Budapest is a lovely place to explore by car. Historically important and magnificent, yet hospitable and accessible, its many different areas and neighborhoods are best explored with the freedom that having your own wheels gives you. The city can also serve as a great base for visiting other regions of Hungary and even some of the neighboring countries.
Top ways to enter Budapest
- Budapest Airport. By far the largest airport in Hungary and among the 50 busiest in Europe, Budapest Ferenc Liszt Airport has two terminals with a third expected to open in 2021. The airport is located about 16 km (10 mi) southeast of downtown Budapest.
- Debrecen Airport. Serving Hungary’s second city, Debrecen Airport has flights by six different airlines offering flights to Germany, Spain, the United Kingdom, Russia, Israel, and other countries. Debrecen Airport is a tad more than a two-hour drive east of Budapest.
- Vienna Airport. With more than 27 million travelers served annually, Vienna Airport is among the largest in Central Europe. Just 225 km (140 mi) northwest of Budapest, it takes a short two-hour drive to reach it. Do keep in mind, though, that you’ll have to cross a national border between Austria and Hungary, so first, ask your car rental provider if they permit it.
- By rail. If you arrive in Budapest by train, you can conveniently pick up your rental car at Budapest Deli train station.
Useful city facts
Budapest enjoys a continental climate. Winters vary from mild to relatively cold, while it can get quite hot in the summer. The average temperature in January, the coldest month, is 0 °C (32 °F) while the average temperature in July is 22 °C (71 °F) with some summer days getting significantly hotter. Summers generally see more precipitation thanks to short, but very rapid rain showers.
Budapest has a population of about 1.7 million inhabitants, but the city’s larger metro area is nearly twice as populous. This means that around every third inhabitant of Hungary lives in the capital city’s region.
Although many inhabitants of Budapest and people working in the service industry speak English, the native and official language of Budapest and Hungary is Hungarian. Unlike most other European languages, this unique tongue is not Indo-European. A member of the Uralic family, instead, it is distantly related to Finnish and Estonian that are spoken in Northern Europe.
Top destinations and activities
- Castle Hill. This palace complex built for the Hungarian kings is arguably the most famous part of Budapest. Its biggest attraction is the Royal Palace, but other landmarks like the Horseherd Statue, Disz Square with its many historic buildings, and the Fisherman’s Bastion shouldn’t be missed, either.
- Margaret Island. Known as Margit-sziget in Hungarian, Margaret Island, in the middle of the Danube, is one of the nicest areas of the city. Its many gardens and natural areas, the Palatinus outdoor baths, ruins of ancient churches, and the many festivals and events frequently held here create a relaxing atmosphere. Although you cannot drive around the island with a car, you can park nearby in the city and easily access it on foot.

## WHAT TO DO
1. Answer these from the Budapest guide:
(a) How far from downtown Budapest is Budapest Ferenc Liszt Airport, and in which direction?
(b) What is the average temperature in January?
(c) To which language family does Hungarian belong?
2. Revise the stretch of the Budapest guide from "- Margaret Island." through "it on foot.", putting "peaceful" in place of "relaxing".
3. Resume the Budapest guide, writing on from its final sentence.
The data after this point come from a separate source and are not part of the Budapest guide.

## DATA LINES
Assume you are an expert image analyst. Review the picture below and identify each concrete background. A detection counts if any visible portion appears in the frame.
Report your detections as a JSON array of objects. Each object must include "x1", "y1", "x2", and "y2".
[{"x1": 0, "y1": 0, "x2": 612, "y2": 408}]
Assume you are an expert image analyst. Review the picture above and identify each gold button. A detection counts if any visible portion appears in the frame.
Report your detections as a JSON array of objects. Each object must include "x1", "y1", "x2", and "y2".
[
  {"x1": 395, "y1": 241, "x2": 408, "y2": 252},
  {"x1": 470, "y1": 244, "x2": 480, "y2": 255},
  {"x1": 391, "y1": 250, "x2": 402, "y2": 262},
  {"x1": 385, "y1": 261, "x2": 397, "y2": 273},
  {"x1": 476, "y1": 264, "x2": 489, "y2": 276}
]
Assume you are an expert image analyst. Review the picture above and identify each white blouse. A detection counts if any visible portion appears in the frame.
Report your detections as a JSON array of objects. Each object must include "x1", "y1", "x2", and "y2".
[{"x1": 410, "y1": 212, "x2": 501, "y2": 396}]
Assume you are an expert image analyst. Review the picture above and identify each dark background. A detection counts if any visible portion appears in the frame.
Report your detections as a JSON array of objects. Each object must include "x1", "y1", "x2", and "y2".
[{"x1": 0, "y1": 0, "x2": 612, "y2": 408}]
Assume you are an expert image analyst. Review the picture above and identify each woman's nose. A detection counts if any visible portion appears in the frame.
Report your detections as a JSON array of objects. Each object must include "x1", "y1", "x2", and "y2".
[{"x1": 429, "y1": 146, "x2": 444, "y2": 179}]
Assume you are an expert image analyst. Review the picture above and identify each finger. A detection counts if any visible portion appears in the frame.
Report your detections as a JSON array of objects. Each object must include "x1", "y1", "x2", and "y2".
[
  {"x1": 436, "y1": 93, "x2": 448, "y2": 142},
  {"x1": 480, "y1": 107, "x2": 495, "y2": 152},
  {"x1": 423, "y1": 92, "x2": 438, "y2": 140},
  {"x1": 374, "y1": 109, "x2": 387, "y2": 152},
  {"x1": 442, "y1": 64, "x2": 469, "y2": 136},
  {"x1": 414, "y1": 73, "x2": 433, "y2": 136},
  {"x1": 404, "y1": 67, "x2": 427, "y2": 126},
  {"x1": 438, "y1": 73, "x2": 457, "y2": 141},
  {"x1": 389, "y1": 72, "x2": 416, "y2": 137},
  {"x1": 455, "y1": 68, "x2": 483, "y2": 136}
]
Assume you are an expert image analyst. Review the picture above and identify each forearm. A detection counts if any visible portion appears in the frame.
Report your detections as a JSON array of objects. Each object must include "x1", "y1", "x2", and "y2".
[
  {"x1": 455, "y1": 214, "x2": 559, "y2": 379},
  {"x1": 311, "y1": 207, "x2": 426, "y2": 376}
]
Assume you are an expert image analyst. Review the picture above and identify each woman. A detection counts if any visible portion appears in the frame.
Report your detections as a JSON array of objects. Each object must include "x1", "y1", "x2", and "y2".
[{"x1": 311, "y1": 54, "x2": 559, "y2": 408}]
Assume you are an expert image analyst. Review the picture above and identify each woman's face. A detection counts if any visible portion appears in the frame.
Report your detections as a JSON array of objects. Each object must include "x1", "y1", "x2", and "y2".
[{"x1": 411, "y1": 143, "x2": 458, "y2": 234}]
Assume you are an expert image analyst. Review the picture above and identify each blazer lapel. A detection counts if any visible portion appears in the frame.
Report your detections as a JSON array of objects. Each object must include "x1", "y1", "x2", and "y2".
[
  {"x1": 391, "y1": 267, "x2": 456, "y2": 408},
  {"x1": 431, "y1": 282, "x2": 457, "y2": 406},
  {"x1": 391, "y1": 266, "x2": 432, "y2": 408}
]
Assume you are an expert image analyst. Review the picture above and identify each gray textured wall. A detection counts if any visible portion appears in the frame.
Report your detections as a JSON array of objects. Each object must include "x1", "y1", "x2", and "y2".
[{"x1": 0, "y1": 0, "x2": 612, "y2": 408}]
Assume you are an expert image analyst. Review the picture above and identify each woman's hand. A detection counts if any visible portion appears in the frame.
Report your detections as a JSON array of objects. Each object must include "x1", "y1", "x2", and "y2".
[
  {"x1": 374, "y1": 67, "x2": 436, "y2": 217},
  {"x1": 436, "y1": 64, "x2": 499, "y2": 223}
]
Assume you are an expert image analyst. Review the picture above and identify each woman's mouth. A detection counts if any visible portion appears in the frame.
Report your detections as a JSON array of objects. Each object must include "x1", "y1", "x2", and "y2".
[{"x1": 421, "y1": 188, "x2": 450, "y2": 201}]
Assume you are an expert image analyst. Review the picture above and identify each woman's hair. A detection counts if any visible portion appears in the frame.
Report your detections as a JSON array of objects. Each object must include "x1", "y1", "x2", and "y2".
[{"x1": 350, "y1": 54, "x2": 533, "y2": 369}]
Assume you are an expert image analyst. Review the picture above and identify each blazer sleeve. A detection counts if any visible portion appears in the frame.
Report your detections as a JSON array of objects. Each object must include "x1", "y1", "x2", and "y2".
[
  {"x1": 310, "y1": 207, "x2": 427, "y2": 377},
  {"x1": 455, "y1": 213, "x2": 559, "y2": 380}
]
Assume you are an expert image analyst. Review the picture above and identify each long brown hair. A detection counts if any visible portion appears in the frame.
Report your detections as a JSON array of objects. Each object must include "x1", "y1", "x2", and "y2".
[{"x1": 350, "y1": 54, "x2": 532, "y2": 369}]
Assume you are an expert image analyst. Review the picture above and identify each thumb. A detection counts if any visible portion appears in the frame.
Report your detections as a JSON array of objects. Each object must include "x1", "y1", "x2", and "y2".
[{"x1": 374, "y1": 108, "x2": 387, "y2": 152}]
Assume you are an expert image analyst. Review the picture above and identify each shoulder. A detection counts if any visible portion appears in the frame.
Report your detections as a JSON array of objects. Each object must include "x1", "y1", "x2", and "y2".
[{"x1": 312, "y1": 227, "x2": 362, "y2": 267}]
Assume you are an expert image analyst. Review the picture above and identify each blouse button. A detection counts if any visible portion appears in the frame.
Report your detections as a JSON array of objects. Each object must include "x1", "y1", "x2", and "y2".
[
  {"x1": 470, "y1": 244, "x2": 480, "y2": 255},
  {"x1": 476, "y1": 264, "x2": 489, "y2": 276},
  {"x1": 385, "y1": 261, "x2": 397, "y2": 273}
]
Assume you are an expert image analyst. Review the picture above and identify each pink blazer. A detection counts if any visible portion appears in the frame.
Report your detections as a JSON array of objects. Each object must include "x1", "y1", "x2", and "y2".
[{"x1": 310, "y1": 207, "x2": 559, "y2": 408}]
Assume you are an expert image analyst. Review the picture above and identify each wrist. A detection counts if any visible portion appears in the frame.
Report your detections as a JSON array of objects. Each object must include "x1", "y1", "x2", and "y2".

## REPLIES
1.
(a) About 16 km (10 mi) southeast of downtown.
(b) 0 °C (32 °F).
(c) The Uralic family.

2.
- Margaret Island. Known as Margit-sziget in Hungarian, Margaret Island, in the middle of the Danube, is one of the nicest areas of the city. Its many gardens and natural areas, the Palatinus outdoor baths, ruins of ancient churches, and the many festivals and events frequently held here create a peaceful atmosphere. Although you cannot drive around the island with a car, you can park nearby in the city and easily access it on foot.

3.
- The Parliament. Located on Lajos Kossuth Square on the bank of the Danube, the Hungarian Parliament is the tallest building in the city. The beautiful neo-gothic house was built by more than 100,000 people, and nowadays not only serves its main purpose but is also open for tourists (although do look up entry times before coming as they can change). The parliament is as impressive from inside as it is from outside and the Hungarian crown jewels are exhibited under its cupola.
Traffic and parking tips
- Unless specifically indicated otherwise, the speed limits are 130 km/h (80 mph) on motorways (autópálya), 110 km/h (68 mph) on rural expressways (autóút), 90 km/h (55 mph) on rural highways (országút), and 50 km/h (31 mph) in populated and built-up areas (lakott terület).
- The legal alcohol limit is 0.00% for both experienced and novice drivers. Exceeding the limit can lead to large fines, an EU-wide licence ban, or imprisonment.
- Like many other capitals, Budapest sees heavy traffic jams during the morning and evening rush hours. Plan your travel times to avoid them, if possible!
- Proof of insurance and the car’s registration needs to be in the car whenever you’re driving.
- If you’re the driver, you need to have your passport or ID card with you at all times.
- The emergency number, like elsewhere in the EU, is 112.
There are a number of toll roads in Hungary. To use these roads, first, a vehicle needs to be registered; then, an electronic vignette, or sticker, needs to be purchased. The electronic sticker can be purchased either online or by mobile phone. You can also buy it in person using cash or credit cards. Find out more about the ways of purchasing the electronic toll road sticker on the Hungarian toll road website.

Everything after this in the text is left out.